---- The data

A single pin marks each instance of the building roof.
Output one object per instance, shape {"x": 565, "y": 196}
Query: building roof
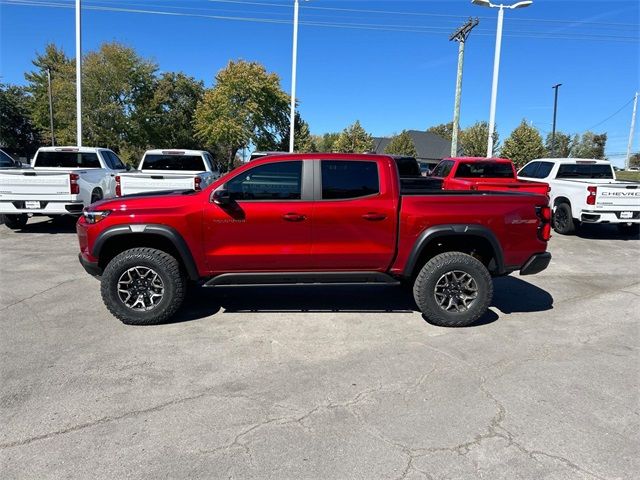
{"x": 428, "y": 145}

--------
---- The data

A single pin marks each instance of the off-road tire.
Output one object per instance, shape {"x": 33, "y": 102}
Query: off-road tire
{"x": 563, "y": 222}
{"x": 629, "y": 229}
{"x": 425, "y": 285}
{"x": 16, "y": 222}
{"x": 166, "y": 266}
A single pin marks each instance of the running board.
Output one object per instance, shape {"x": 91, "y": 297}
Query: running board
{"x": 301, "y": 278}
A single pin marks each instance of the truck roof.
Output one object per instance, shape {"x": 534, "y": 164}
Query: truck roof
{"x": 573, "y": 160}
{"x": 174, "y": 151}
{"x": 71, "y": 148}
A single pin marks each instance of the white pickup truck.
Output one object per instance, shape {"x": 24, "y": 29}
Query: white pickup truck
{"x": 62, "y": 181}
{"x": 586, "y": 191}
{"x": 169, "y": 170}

--------
---- The data

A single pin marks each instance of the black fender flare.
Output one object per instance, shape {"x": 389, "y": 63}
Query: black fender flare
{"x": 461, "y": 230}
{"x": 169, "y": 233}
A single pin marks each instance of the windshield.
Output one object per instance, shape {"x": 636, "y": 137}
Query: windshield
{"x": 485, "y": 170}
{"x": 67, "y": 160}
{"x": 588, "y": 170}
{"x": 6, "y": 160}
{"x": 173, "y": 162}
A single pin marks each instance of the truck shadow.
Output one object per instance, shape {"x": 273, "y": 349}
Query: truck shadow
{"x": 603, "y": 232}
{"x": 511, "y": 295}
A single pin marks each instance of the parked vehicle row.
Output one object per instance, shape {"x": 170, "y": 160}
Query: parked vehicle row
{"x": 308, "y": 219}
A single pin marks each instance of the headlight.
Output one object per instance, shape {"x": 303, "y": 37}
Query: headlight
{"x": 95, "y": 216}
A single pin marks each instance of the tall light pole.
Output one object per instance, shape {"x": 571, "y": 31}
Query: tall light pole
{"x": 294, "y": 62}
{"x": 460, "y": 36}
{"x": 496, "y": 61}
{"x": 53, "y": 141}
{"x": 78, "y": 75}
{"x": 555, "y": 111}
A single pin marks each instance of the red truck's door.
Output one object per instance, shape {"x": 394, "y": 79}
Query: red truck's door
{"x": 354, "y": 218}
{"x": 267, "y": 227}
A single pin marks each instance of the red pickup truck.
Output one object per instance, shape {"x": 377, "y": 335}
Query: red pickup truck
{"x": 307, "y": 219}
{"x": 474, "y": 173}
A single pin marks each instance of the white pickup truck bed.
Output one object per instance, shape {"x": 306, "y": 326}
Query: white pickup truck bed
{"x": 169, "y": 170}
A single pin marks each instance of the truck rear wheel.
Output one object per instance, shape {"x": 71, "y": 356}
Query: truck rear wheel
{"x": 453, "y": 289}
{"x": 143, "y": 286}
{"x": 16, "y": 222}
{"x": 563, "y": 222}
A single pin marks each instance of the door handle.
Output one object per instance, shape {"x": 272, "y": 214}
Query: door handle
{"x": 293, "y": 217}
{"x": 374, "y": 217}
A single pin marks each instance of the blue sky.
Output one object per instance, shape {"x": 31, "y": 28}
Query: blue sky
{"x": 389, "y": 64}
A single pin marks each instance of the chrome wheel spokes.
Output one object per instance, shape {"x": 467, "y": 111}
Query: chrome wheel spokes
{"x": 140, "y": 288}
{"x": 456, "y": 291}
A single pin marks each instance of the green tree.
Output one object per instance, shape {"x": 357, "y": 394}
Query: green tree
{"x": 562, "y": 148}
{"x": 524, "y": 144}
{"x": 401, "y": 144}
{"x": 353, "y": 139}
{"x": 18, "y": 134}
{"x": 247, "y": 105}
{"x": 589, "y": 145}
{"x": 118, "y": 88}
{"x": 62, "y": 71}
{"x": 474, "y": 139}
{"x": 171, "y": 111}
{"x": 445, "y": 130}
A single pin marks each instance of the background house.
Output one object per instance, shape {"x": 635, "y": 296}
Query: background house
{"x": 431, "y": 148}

--------

» **To do**
Transcribe the lines above between the line holding "A single pin marks each instance of the headlight." and the line holding "A single pin marks each instance of the tall", inclusive, exactly as they stand and with nothing added.

» **Response area**
A single pin marks each instance of the headlight.
Output one object per instance, shape {"x": 303, "y": 37}
Query: headlight
{"x": 95, "y": 216}
A single pin marks each instance of the tall light pole.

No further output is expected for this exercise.